Arbeitsauftrag – Bearbeiten Sie den Abschnitt des Textes über den Flughafen Lübeck, der mit den Worten „Mit einem gänzlich“ beginnt und mit „zu tun haben.“ endet. Geben Sie ihn erneut wieder und ersetzen Sie dabei „Insolvenz“ durch „Pleite“.

Ausgewählter Auszug –
• • •

Mit einem gänzlich anderen Konzept soll der Flughafen Lübeck neu aufgestellt werden. Nachdem der vorherige Eigentümer untertauchte, ging der Airport in die Insolvenz. Der chinesische Investor Chen Yongqiang rettete den Flughafen in letzter Minute. Chen will bei dem Flughafen zwei Standbeine aufbauen – die beide mit seinem Heimatland China zu tun haben.

So setzt der Investor zum einen auf die Ausbildung von Sportpiloten, für die es in China bislang keine Kapazitäten zur Schulung gebe. Zum anderen sollen Medizintouristen für Betrieb sorgen. Patienten aus dem Reich der Mitte könnten sich wegen des guten Rufs deutscher Kliniken hierzulande behandeln lassen – und beispielsweise über das Drehkreuz München weiter nach Lübeck fliegen.

• • •

Untersuchte Datensätze –
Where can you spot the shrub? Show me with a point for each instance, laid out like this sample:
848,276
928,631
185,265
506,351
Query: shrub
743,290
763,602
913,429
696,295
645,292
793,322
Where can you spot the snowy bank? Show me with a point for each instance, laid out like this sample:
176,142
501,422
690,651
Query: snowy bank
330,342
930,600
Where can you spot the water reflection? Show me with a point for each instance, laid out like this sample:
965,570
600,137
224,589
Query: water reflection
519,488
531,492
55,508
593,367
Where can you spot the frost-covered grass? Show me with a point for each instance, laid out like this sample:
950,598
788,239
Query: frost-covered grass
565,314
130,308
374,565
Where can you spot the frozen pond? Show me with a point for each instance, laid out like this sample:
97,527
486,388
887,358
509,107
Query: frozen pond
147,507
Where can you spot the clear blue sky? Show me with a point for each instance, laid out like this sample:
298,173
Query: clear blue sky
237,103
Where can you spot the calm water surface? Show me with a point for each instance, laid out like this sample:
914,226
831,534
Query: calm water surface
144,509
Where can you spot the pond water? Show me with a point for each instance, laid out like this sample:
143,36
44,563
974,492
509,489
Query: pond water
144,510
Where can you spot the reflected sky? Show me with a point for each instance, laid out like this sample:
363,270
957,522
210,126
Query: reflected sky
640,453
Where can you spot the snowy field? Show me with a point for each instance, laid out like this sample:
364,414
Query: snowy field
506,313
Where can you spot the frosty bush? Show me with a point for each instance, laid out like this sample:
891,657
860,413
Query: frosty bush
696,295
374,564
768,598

• • •

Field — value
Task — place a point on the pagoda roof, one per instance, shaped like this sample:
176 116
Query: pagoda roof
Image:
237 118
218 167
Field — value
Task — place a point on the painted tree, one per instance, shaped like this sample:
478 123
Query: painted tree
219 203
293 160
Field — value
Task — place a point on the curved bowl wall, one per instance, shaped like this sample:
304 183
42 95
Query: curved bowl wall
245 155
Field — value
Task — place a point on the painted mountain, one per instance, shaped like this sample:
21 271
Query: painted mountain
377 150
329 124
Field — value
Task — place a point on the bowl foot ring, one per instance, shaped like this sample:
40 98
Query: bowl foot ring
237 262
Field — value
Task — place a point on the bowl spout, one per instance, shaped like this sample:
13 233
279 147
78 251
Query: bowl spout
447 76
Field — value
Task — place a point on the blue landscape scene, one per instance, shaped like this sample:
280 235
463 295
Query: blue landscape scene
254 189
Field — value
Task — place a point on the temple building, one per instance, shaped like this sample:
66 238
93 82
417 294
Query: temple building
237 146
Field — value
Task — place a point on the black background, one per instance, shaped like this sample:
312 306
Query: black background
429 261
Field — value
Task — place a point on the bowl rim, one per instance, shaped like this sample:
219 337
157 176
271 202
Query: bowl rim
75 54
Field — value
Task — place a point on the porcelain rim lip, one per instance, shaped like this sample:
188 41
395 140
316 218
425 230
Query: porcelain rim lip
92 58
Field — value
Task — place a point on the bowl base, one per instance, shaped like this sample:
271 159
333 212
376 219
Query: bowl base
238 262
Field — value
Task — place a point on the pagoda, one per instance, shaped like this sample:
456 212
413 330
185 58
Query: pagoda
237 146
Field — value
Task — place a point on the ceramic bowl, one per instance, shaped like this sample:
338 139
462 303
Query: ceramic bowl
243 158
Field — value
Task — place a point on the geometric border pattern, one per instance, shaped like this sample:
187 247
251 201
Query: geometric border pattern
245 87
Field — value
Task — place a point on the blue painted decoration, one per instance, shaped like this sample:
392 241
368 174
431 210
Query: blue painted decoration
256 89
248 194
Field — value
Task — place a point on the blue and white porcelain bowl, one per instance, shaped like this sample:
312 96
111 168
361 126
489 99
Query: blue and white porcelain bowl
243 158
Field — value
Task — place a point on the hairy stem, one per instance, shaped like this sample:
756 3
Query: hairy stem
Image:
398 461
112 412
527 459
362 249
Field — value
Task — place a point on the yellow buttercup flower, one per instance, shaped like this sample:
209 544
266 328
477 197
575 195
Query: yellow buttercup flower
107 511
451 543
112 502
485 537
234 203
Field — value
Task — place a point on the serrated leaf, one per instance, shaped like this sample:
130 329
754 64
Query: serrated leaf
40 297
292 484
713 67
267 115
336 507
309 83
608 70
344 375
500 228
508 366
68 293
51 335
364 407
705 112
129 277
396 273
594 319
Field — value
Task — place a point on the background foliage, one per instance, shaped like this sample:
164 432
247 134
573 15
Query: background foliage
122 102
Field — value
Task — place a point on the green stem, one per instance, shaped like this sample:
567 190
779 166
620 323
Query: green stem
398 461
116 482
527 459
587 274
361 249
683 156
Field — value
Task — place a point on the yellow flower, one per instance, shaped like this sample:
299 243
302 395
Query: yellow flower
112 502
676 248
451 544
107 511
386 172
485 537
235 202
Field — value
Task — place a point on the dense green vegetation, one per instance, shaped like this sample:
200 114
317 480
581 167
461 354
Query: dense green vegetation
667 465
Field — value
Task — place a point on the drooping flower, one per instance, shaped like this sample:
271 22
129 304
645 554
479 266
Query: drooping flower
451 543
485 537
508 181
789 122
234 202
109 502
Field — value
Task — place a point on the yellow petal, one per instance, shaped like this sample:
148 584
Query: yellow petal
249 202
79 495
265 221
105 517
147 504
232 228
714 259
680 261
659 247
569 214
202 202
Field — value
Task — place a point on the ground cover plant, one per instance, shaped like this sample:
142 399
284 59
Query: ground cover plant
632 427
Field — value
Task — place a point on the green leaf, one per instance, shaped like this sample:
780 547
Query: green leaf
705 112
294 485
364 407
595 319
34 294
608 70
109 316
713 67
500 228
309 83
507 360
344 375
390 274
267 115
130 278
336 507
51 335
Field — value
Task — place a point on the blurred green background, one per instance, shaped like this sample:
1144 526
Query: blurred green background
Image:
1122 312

• • •

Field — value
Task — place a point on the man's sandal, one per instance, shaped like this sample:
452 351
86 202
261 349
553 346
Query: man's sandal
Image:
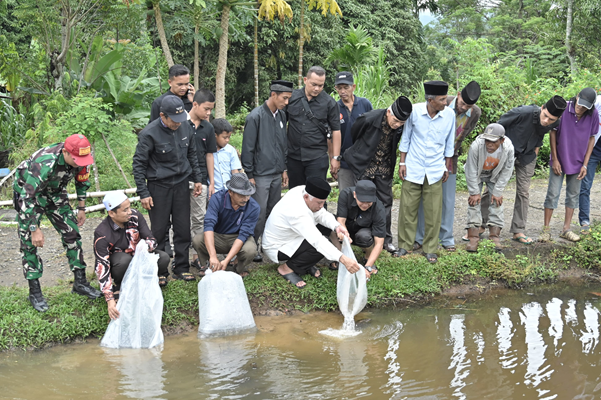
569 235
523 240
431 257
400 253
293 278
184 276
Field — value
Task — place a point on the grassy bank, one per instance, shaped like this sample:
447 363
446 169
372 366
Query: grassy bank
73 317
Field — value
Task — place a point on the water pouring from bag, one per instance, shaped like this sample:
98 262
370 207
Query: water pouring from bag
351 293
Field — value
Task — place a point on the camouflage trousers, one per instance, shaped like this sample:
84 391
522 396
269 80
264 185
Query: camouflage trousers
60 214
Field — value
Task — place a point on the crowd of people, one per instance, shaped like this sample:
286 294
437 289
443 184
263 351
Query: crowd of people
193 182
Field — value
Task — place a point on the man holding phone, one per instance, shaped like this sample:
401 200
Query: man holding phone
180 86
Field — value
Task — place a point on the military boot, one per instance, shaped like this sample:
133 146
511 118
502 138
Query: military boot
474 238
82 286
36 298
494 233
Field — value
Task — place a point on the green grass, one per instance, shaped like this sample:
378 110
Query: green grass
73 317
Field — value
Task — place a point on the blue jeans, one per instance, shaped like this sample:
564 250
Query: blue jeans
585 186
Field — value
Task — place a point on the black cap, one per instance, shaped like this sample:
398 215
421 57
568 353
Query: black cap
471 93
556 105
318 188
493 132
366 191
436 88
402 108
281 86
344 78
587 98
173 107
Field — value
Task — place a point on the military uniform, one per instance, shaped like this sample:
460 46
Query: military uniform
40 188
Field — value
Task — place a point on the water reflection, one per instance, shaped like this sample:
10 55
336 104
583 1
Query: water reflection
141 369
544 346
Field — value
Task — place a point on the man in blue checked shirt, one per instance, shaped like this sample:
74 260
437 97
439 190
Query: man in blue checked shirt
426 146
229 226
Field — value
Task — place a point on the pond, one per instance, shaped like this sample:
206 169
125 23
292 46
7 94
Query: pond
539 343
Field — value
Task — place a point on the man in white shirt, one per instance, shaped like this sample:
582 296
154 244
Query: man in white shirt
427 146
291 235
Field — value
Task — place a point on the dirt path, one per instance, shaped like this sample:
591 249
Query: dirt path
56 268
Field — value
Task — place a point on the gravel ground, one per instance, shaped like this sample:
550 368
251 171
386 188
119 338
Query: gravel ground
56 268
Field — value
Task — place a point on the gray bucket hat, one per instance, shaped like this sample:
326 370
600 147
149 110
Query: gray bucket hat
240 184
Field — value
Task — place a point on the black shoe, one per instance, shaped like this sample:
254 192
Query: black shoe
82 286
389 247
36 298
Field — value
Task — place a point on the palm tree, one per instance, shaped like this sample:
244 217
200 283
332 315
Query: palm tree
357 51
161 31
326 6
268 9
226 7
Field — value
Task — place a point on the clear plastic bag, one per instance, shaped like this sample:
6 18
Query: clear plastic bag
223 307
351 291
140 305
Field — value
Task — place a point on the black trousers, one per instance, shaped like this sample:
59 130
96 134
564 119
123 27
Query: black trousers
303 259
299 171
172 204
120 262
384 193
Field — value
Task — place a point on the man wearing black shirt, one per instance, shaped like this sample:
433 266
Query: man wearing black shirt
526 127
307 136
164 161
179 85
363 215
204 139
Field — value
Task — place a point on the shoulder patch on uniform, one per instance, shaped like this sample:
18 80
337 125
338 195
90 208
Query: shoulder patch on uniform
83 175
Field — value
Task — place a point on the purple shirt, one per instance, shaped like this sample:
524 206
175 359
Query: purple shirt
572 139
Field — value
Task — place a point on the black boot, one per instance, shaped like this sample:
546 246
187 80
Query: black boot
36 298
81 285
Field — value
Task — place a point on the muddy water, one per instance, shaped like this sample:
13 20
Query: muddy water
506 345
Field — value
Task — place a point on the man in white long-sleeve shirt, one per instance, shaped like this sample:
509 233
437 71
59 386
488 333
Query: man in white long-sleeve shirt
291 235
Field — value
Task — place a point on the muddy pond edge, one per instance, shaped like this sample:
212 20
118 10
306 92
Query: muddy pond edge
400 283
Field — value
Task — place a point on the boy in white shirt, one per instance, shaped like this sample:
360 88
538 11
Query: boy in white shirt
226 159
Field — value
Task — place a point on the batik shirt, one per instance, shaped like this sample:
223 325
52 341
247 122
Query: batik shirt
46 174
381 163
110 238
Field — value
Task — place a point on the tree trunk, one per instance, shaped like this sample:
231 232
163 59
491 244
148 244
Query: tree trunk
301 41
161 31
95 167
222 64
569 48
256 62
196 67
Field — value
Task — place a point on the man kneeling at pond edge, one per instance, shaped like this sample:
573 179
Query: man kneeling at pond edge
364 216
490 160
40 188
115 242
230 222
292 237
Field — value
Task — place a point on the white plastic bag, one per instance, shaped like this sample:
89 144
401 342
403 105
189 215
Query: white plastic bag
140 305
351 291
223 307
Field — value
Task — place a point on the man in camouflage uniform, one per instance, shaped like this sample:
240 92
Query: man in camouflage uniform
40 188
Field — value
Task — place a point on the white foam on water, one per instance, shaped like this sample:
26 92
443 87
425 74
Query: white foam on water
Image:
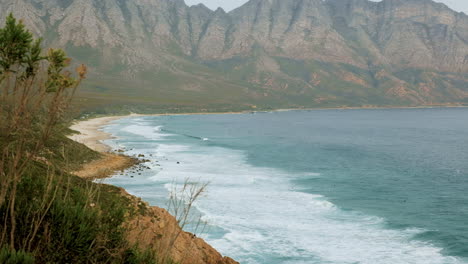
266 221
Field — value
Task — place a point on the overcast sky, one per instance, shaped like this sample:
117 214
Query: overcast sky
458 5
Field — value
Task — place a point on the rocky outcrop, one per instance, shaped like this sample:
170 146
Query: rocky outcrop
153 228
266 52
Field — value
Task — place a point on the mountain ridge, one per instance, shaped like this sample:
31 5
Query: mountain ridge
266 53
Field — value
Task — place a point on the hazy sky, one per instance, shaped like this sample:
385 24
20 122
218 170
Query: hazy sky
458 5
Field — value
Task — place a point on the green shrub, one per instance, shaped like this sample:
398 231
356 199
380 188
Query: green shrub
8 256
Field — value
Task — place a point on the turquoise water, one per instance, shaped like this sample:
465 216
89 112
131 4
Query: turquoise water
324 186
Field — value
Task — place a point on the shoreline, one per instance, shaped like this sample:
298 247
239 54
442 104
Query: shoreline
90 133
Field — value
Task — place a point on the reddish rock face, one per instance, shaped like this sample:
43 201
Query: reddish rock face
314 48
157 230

• • •

Lösung der Aufgabe –
Mit einem gänzlich anderen Konzept soll der Flughafen Lübeck neu aufgestellt werden. Nachdem der vorherige Eigentümer untertauchte, ging der Airport in die Pleite. Der chinesische Investor Chen Yongqiang rettete den Flughafen in letzter Minute. Chen will bei dem Flughafen zwei Standbeine aufbauen – die beide mit seinem Heimatland China zu tun haben.